» **Short task**: Please report every line of the listing below that contains the word "zebra", copying each such line in full.

» **Material for this exercise**:

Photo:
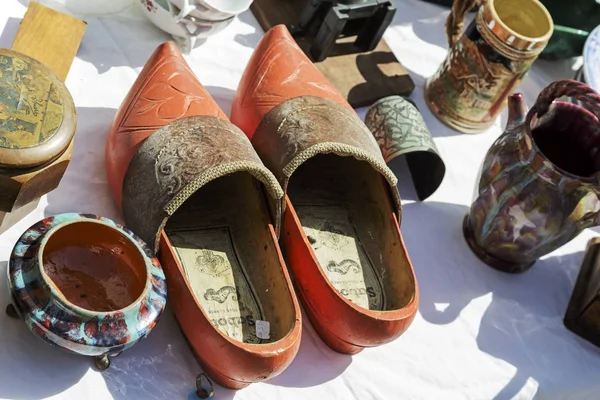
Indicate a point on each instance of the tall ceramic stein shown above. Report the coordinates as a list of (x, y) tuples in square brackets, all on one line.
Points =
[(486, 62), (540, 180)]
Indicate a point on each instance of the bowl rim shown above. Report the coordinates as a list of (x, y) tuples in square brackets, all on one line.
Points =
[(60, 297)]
...
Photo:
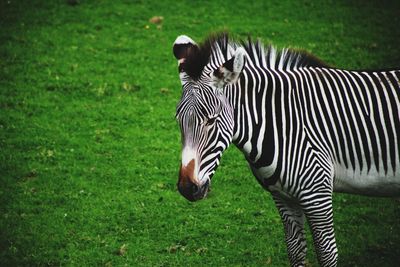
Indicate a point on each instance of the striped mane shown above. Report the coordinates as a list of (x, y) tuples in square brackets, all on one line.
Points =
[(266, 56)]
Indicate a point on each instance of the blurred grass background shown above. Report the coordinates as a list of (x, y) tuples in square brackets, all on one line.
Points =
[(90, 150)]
...
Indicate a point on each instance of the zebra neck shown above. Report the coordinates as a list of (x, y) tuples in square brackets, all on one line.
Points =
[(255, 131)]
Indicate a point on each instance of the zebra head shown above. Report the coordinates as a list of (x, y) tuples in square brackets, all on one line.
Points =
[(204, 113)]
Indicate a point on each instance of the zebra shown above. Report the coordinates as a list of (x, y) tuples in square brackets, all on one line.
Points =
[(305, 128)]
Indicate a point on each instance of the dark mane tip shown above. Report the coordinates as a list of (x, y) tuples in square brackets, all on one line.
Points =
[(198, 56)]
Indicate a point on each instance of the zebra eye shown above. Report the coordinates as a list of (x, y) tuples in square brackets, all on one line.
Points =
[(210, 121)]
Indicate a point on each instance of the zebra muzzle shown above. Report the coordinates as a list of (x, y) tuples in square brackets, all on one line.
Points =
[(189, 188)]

» **Problem solution**:
Indicate a point on each instance of the zebra neck shown above. Report the coordinates as a list of (x, y) tuples in square brackets, all on one line.
Indicate a point on each instance of the zebra head shown above. Report the coordinates as a list of (x, y) tuples in square brackets, all on one line.
Indicate a point on each instance of the zebra shown above. Report the coordinates as a list of (x, y) tuples in square brackets, all on one line.
Indicate a point on each instance of the zebra eye shown above. Report the coordinates as a list of (x, y) tuples in square brackets, all on one line.
Indicate a point on each instance of the zebra muzzle shown above. Report the coordinates as a list of (x, y) tuples in square brackets, all on one line.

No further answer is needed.